[Stored dataset items]
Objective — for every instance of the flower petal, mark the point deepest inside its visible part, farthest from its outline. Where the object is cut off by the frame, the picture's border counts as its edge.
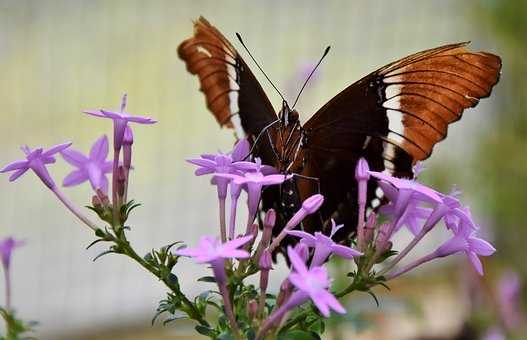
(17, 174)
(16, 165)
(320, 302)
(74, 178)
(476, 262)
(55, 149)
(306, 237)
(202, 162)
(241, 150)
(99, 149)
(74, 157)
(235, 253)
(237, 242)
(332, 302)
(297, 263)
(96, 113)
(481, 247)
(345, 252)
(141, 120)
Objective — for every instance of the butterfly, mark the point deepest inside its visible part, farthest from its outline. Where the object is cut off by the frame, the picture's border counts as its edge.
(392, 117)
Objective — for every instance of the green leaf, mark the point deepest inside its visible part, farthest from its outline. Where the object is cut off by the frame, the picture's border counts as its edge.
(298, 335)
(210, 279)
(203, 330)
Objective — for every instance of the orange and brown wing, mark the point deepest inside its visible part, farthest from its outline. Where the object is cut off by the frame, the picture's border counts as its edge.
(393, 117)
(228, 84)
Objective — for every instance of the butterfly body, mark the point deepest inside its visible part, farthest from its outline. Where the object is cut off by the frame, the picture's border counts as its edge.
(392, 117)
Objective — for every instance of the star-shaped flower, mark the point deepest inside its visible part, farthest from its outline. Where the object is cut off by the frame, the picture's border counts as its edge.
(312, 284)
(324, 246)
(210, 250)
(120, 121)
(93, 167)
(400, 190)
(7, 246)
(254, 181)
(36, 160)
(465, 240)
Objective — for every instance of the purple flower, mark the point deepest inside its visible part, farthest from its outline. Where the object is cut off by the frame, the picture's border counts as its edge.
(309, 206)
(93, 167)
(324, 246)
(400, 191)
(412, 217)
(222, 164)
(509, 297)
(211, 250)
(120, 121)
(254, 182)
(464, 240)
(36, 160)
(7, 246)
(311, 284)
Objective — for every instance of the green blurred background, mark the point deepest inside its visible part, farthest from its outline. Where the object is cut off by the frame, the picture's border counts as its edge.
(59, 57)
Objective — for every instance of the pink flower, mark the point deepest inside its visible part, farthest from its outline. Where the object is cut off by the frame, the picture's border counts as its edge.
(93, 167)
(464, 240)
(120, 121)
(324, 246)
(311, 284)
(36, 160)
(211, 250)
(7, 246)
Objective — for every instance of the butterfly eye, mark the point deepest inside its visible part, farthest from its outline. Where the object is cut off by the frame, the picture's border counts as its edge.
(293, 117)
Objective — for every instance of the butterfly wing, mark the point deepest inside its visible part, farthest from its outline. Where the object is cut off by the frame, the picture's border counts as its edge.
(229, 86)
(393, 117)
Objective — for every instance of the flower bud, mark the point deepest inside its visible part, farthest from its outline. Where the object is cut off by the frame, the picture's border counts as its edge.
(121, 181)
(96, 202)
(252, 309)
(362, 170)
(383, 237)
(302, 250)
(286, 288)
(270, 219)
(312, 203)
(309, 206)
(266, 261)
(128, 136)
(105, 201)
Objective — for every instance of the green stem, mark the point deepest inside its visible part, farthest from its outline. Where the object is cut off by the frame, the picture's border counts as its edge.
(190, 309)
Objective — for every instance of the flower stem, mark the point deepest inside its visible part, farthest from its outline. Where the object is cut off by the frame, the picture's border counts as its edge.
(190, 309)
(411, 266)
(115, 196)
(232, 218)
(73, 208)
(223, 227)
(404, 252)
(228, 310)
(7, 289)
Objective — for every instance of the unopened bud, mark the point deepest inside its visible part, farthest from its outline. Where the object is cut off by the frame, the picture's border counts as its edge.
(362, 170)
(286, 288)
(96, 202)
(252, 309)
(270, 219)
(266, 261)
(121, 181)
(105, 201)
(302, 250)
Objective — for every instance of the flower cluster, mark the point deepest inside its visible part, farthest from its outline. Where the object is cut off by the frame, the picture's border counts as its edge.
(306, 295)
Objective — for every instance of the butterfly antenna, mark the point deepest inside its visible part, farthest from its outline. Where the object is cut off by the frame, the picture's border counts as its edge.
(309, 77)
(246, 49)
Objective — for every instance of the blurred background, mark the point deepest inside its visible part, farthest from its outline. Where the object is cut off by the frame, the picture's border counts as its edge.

Problem — Leave out the pictures and copy the rest of the material above exactly.

Task solution —
Objective — for every instance of the flower petal, mark the point deepest inside its visible part, farthest from its outline. Where the object is cut off by the frame, the picture's border counts as its edge.
(17, 174)
(16, 165)
(320, 302)
(74, 178)
(476, 262)
(55, 149)
(306, 237)
(202, 162)
(241, 150)
(99, 149)
(74, 157)
(235, 253)
(237, 242)
(332, 302)
(297, 263)
(96, 113)
(481, 247)
(345, 252)
(141, 120)
Objective — for every instance of the butterfly, mark the point deepest inside its visible part, farthest from its outline. Where the object is cut off by the frame, the picture's border counts as its edge.
(392, 117)
Objective — for every instance of the green leaf, mark the point deepest inside its visible part, farthest from its outline. Where the object is cut off by the frame, the picture's border counts as its edge.
(298, 335)
(210, 279)
(203, 330)
Objective — for every instance of the orange and brown wing, mark the point deepest inside its visible part, farthest from its outline. Where the object is cut off by the frame, the picture's border counts as its edge.
(393, 117)
(228, 84)
Objective — for every instance of the butterfly body, mark the point deepest inside its visible part, farthest from its outline. Where the object is cut off by the frame, the picture's border counts as its edge.
(392, 117)
Objective — for every instance of the star-shaped flower, mark the point deepest inside its visible part, farthest from its outline. Where the object is cut off by the frame, the picture's border counts as its edge.
(312, 284)
(324, 246)
(210, 250)
(120, 121)
(93, 167)
(400, 190)
(7, 246)
(254, 181)
(36, 160)
(465, 240)
Objective — for every instance of the purple flower, mark the point deepest inside its visible part, farthest from its outline. Where the object is cut off by the frame, the picture's border counts as its edge.
(309, 206)
(93, 167)
(324, 246)
(400, 191)
(412, 217)
(222, 164)
(509, 297)
(211, 250)
(120, 121)
(254, 182)
(464, 240)
(36, 160)
(7, 246)
(311, 284)
Objective — for every instance of the green blurred background, mark the point deepest inside its visible part, farthest from its outline. Where the object is cut off by the frame, the picture's border counts as its edge.
(59, 57)
Objective — for every instance of the pink flower, mark the point deepest inside its visible part, farthest from its outline. Where the object is cut off by the frame, the picture's border counts as its edge.
(93, 167)
(464, 240)
(120, 121)
(324, 246)
(311, 284)
(36, 160)
(211, 250)
(7, 246)
Objective — for every instance of the butterfly eye, mark the point deepest inside its visible part, farthest from its outline. Where the object is cut off by the frame, the picture's border counts as its edge.
(293, 117)
Objective — for every instance of the butterfly wing, mark the point deepest inside its visible part, farthest from its outline. Where the object is cut off by the frame, the picture's border counts as its edge.
(229, 86)
(393, 117)
Objective — for every instance of the flower bud, mark the point deepest inside its visible part, farthest from its outline. Where the object is cut off by the frame, the picture's border counts as its edge.
(121, 181)
(96, 202)
(252, 309)
(362, 170)
(383, 237)
(302, 250)
(286, 288)
(270, 219)
(312, 203)
(309, 206)
(266, 261)
(128, 136)
(105, 201)
Objective — for every instance of the green stem, mark the point deepest inside its visible part, farthest from its outline. Where the object is cut off by the frame, the picture's border counts as its edge.
(190, 309)
Objective — for every instance of the flower stem, mark the point deepest inside its visible part, farthest from its outline. Where the object is cut off by the frame, the picture's border counts as its edge.
(190, 309)
(411, 266)
(115, 196)
(232, 218)
(73, 208)
(223, 227)
(404, 252)
(228, 310)
(7, 289)
Objective — for every instance of the unopened bud, mark the point deepest inside its visible part, farthest from its outline. Where the object is cut off by the frame, the picture's border counts as its edge.
(362, 170)
(286, 288)
(96, 202)
(252, 309)
(270, 219)
(266, 261)
(121, 181)
(105, 201)
(302, 250)
Objective — for every instance of the flower cluster, mark the point deepest inside its visible part, farthest from its outline. Where the object is cut off by the frame, the picture's border counts as its edge.
(306, 295)
Objective — for every instance of the butterfly antenna, mark the point deepest inside its visible part, farthest from its outline. Where the object is cut off by the frame, the picture's border counts as its edge.
(309, 77)
(246, 49)
Objective — for every instance of the blurred background, mark the point deepest inside its visible part, farthest from its outline. Where the object is cut off by the frame, the picture's border counts as its edge.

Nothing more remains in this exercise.